### Given problem 1
Write out everything in the patent description from "DETAILED DESCRIPTION OF" down to "simplified or omitted.", substituting "figures" for "drawings" wherever it occurs.
### Given problem 2
Continue the patent passage on preferred embodiments after its last sentence.

DETAILED DESCRIPTION OF THE PREFERRED EMBODIMENTS
[0041] Embodiments of the present invention will be descried with
reference to the accompanying drawings. Through the drawings, like
or equivalent elements are labeled like reference numerals and the
description thereof will be simplified or omitted.
[0042] While specific numerical quantities such as numbers,
quantities, amounts, and ranges of elements are referred to in the
following description of embodiments, the present invention is not
limited to the specific numerical quantities unless otherwise
stated or unless clearly apparent from principle. Also, structures
and steps of methods described with respect to the embodiments are
not essential to the present invention unless otherwise stated or
clearly apparent from principle.

### Record extracts
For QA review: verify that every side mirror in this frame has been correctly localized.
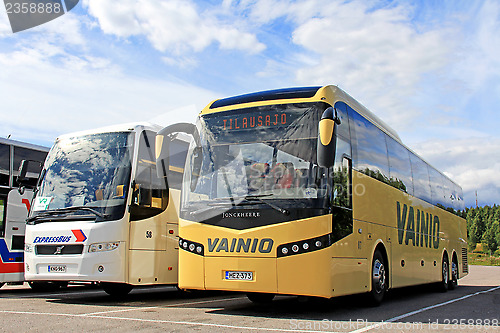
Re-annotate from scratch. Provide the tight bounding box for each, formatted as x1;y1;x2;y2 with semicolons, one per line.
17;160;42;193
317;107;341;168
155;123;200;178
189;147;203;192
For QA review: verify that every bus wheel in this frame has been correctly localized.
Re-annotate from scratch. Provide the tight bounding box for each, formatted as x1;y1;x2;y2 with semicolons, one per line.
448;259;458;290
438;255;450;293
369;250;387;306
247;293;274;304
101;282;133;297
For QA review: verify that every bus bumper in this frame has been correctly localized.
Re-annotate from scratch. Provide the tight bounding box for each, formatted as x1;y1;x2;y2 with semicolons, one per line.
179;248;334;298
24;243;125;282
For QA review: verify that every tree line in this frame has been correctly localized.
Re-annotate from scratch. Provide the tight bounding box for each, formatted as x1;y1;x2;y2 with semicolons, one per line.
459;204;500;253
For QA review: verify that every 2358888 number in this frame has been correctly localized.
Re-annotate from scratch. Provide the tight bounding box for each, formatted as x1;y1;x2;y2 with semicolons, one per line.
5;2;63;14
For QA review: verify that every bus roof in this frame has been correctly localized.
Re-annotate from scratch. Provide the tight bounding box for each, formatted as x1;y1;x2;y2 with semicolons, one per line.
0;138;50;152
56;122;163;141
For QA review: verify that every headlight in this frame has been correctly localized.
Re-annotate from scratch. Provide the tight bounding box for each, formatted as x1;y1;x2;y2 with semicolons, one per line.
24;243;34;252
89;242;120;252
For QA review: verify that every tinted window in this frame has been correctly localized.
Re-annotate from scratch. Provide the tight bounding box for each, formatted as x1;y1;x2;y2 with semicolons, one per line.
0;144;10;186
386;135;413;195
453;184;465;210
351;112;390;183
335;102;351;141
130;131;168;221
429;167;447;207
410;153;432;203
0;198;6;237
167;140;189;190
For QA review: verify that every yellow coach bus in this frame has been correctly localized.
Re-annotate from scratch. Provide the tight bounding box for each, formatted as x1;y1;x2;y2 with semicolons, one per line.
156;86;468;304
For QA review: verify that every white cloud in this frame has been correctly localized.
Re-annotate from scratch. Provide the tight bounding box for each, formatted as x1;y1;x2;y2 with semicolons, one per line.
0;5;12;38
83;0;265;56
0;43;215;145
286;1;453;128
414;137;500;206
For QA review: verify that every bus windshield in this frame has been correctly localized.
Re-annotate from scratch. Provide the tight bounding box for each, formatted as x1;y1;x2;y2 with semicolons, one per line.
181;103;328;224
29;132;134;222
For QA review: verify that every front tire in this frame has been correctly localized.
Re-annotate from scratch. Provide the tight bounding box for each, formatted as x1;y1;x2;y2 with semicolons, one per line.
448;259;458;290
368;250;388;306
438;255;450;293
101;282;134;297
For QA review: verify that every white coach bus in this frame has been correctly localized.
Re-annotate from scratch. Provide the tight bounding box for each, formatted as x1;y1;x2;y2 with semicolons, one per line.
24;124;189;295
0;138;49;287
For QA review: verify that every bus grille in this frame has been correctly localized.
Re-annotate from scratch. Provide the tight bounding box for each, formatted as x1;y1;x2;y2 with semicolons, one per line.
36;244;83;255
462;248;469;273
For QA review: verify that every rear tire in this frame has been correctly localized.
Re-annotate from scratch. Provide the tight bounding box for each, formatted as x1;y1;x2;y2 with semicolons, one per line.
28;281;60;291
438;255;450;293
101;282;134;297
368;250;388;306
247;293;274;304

### Expected output 1
DETAILED DESCRIPTION OF THE PREFERRED EMBODIMENTS
[0041] Embodiments of the present invention will be descried with
reference to the accompanying figures. Through the figures, like
or equivalent elements are labeled like reference numerals and the
description thereof will be simplified or omitted.

### Expected output 2
[0043] Part "A" of each of FIGS. 1 to 23, excluding FIG. 2,
illustrates a top view, in which spacers and sidewalls on the sides
of electrode are not depicted for simplicity unless specifically
described. Also, in the following description, the vertical
direction in part "A" of each figure will be referred to as the
Y-direction and the horizontal direction will be referred to as the
X-direction for convenience.
First Embodiment
[0044] FIGS. 1A and 1B are schematic cross-sectional views
illustrating a semiconductor device according to a first embodiment
of the present invention. FIG. 1A is a top view of the
semiconductor device and FIG. 1B illustrates a cross-sectional view
taken on line Y-Y' of FIG. 1A.
[0045] As shown in FIGS. 1A and 1B, the substrate of the
semiconductor device is an SOI (Silicon on Insulation) substrate
having a multilayered structure including an underlying silicon
substrate 2, a buried insulator 4 (buried insulator film), and an
SOI layer 6 (semiconductor layer). The term "SOI layer" as used
herein refers to the top semiconductor layer of the SOI
substrate.
[0046] A partial isolation insulator 8 (first isolator) is formed
in the SOI layer 6 and separates the SOI layer into active areas.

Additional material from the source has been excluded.